§ Source information
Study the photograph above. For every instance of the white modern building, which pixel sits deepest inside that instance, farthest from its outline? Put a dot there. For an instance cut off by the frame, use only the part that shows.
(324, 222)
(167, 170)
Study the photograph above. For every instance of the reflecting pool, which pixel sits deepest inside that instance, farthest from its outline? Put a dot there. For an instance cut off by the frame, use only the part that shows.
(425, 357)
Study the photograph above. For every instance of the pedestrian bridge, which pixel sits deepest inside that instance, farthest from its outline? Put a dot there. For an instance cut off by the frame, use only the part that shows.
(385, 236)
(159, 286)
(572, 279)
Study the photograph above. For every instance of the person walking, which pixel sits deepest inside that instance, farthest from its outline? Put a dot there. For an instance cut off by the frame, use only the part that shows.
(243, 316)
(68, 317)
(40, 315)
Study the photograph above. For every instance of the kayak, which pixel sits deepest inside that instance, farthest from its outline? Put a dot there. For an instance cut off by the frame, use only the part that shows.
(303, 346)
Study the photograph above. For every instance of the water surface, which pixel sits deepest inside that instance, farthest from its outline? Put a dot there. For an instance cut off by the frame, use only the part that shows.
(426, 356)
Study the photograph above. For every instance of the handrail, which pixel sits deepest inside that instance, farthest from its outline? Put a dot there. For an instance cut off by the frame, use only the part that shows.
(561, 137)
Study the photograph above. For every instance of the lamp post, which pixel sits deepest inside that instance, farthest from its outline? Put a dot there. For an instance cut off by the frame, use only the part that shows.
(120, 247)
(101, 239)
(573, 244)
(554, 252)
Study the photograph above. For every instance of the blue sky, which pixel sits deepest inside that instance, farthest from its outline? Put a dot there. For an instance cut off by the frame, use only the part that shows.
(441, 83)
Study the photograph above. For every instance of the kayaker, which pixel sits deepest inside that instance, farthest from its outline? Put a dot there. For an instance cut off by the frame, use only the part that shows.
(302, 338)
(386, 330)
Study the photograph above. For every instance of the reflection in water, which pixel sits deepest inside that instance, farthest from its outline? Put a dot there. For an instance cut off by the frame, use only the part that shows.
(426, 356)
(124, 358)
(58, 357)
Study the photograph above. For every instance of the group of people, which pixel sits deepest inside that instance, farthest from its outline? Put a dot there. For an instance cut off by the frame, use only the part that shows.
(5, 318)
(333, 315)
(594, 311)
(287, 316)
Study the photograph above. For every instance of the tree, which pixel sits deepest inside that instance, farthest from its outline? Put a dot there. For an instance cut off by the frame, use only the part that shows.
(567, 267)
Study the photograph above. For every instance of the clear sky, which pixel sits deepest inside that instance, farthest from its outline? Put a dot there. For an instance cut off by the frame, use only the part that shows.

§ Activity
Reproduce every line of the data so that nothing differs from the original.

§ Answer for this exercise
Study the photograph above. For every instance of the white modern building, which pixel sits deepest inside that instance, farthest from its outline? Put a dot there. For an instance cut off by the frame, use only the part that shows.
(324, 222)
(167, 170)
Study the photograph above. For every instance of the reflecting pool, which pixel sits deepest inside that instance, farthest from its outline? Put a dot there. For an instance cut off by the frame, use only the part that shows.
(425, 357)
Study the photograph above. For every instance of the pedestrian bridge, which pixel sits deepest inside that instance, farthest from its outline? Put a dot there. For an instance cut off by the frame, use only the part that shows.
(385, 236)
(159, 286)
(572, 279)
Study the photograph above. For every instance of the person walking, which pixel sits deepest inside that instance, farthest from its outline? Put a dot there. For an instance cut off by the frame, use only the part that shows.
(243, 316)
(68, 317)
(40, 315)
Study the photograph above. For every instance of the kayak, which pixel sits deepest inside that instance, farthest from its outline? Put a dot there. For an instance cut off by the frame, use only the part that shows.
(303, 346)
Study the photograph above. For every instance of the water surface, which pixel sits deepest inside that instance, farthest from its outline? Put a dot there. For an instance cut off by the frame, use only the part that shows.
(426, 356)
Study the photograph above. For every instance of the handrail, which pixel sits deepest inside that instance, farthest from its outline? Put a dot there. For an instance cut off by the frame, use only the part that shows.
(561, 137)
Study the photograph above. For every instance of the lamp post, which pixel sits deepest inside that instance, farthest from its outline? Put a dot there. For an instance cut off by the frame, use only the part that shows.
(120, 247)
(101, 239)
(573, 244)
(554, 252)
Study the photograph above. For every instance of the blue sky, which pixel sits deepest inside that instance, farthest from its outline? Put a dot there. For an instance cut off by the frame, use only the part that shows.
(441, 83)
Study the photograph above. For every instance of the kayaker, which pixel sits deepest inside that instance, farthest from its outline? Put a dot there. For an instance cut off by the frame, use only the part that shows.
(302, 338)
(386, 330)
Study the photograph above. For every instance of the reflection in water, which pixel sits deepest inside that instance, farthest from its outline? Put a dot there. For an instance cut off by the frame, use only the part that shows.
(426, 356)
(124, 358)
(58, 357)
Study the photograph above. For every instance of the group of people, which pixel sits deepest inside that instance, farthest from its outline? Put a dot there. For an instance cut off by the frame, use only the part that shows.
(5, 318)
(333, 315)
(594, 311)
(287, 316)
Study the photograph above. For every instance of the tree, which pixel sits deepest inside that instance, farthest from its outline? Put a dot there. For an instance cut off by the frame, use only the part that shows.
(567, 267)
Study the photograph above. For every instance of the clear sky, which pixel sits deepest inside that instance, farthest from its outline? Put a dot there. For an instance cut off by the frame, use only the part that shows.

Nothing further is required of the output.